Task to complete: From the line containing "Please drop a marker on the rope" to the final line of the entries, every line is to be reproduced exactly; no other line belongs in the output.

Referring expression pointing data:
######

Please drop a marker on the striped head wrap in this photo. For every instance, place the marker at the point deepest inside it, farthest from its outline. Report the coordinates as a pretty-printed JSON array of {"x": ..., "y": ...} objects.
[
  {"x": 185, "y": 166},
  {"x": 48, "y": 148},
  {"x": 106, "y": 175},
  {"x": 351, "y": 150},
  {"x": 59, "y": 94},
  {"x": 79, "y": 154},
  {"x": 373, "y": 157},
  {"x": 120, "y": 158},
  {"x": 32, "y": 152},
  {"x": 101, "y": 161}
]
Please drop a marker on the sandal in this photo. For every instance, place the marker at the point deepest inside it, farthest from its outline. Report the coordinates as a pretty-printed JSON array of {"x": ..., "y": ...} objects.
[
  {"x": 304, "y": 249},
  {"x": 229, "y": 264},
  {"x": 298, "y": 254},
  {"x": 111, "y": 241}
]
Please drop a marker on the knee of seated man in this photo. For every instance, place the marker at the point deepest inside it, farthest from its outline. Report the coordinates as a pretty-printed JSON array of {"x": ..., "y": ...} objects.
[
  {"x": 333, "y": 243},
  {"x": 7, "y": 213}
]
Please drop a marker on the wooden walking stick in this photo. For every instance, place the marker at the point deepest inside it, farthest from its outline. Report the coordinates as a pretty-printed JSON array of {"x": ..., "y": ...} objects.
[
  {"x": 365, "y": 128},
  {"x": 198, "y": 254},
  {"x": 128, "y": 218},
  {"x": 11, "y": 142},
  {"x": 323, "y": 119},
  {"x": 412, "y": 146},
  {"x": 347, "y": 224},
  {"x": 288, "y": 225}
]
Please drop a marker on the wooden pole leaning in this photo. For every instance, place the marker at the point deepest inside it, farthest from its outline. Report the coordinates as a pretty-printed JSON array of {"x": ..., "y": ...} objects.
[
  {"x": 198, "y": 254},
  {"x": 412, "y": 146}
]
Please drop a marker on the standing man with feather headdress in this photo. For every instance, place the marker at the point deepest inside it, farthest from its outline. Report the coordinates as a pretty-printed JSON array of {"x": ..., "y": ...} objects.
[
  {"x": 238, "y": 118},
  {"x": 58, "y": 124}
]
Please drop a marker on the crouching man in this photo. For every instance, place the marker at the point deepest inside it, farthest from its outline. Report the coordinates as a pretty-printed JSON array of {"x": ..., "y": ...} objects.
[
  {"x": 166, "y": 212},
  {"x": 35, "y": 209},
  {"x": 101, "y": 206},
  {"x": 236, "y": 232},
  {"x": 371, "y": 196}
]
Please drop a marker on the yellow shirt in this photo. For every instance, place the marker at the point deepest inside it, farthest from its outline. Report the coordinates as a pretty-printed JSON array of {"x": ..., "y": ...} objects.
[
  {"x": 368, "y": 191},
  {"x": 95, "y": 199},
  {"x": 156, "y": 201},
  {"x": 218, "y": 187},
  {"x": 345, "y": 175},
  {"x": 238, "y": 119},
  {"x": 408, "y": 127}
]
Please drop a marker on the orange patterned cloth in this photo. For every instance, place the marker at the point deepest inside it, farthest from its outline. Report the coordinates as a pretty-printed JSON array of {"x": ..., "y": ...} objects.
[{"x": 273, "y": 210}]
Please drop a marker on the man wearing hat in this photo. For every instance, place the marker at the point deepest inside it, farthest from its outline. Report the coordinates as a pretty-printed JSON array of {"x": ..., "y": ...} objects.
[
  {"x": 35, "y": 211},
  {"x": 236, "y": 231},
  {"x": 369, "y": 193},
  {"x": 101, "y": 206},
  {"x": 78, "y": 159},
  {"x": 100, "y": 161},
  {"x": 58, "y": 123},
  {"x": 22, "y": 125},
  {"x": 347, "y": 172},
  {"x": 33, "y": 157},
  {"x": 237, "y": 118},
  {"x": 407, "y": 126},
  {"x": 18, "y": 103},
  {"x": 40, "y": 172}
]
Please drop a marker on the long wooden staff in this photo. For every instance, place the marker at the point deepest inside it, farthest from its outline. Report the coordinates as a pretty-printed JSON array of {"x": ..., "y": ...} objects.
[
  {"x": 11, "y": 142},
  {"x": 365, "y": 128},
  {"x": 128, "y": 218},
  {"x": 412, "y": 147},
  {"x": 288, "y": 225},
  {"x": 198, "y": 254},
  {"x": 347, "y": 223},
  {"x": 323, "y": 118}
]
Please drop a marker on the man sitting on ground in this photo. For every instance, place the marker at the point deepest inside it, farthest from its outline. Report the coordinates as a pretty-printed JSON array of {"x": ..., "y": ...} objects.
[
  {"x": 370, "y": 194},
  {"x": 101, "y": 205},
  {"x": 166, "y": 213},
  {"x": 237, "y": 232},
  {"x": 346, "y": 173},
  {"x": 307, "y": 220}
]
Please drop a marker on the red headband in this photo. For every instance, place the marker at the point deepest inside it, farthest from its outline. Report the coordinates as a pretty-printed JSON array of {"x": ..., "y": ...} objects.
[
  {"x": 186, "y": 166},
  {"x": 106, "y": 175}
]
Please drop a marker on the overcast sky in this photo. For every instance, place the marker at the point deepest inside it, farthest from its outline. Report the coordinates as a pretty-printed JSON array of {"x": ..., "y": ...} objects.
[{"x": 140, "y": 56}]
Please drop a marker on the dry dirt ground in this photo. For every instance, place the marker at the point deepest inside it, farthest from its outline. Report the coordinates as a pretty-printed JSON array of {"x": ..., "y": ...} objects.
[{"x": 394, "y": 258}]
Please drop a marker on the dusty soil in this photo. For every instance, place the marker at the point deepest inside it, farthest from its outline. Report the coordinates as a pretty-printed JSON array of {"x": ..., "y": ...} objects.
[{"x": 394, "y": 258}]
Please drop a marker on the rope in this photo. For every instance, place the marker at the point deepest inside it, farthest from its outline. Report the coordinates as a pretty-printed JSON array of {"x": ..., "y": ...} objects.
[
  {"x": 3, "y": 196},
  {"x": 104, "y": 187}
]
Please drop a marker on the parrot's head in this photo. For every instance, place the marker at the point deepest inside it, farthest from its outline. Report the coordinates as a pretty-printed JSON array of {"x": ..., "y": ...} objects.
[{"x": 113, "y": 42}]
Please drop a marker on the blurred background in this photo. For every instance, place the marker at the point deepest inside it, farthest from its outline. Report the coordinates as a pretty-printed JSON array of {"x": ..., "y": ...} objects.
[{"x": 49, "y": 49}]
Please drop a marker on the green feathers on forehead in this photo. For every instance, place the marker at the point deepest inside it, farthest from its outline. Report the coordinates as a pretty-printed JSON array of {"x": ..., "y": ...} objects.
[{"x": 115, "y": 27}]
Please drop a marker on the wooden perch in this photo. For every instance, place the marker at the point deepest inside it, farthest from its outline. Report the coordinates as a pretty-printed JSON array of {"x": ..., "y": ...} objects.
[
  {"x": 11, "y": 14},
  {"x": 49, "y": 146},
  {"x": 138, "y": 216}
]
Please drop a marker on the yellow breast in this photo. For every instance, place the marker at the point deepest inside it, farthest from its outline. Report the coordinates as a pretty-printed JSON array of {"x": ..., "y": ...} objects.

######

Written solution:
Please drop a marker on the rope in this photo. For every instance, place the marker at the point deepest inside it, farthest from its outline. Report the coordinates as a pretty-printed JSON array of {"x": ..., "y": ...} objects.
[
  {"x": 3, "y": 196},
  {"x": 104, "y": 187}
]
Please drop a marker on the parrot's head in this photo. For every instance, place the marker at the point deepest inside it, farthest from its outline. Report the coordinates as a pretty-printed JSON array of {"x": ..., "y": ...} objects.
[{"x": 113, "y": 42}]
Please drop a marker on the blurred background in this photo. For every instance, place the marker at the point deepest inside it, farthest from its outline. Report the coordinates as a pretty-printed JSON array of {"x": ..., "y": ...} objects.
[{"x": 49, "y": 49}]
Please drop a marker on the green feathers on forehead in this photo. For every instance, place the marker at the point deepest inside it, farthest from its outline. Report the coordinates as a pretty-printed JSON array of {"x": ..., "y": ...} objects.
[{"x": 115, "y": 27}]
Please drop a marker on the wooden perch in this photo. For every instance, place the marker at the point deepest inside it, farthest from its outline. Report the coordinates as a pretty-printed JSON array of {"x": ..., "y": ...} objects.
[
  {"x": 11, "y": 14},
  {"x": 49, "y": 146},
  {"x": 138, "y": 216}
]
Please drop a marker on the yellow breast in this photo. For every instance, place the marker at the point deepest inside it, farthest from its outline. Report the coordinates as a pretty-printed JSON array of {"x": ..., "y": ...} objects.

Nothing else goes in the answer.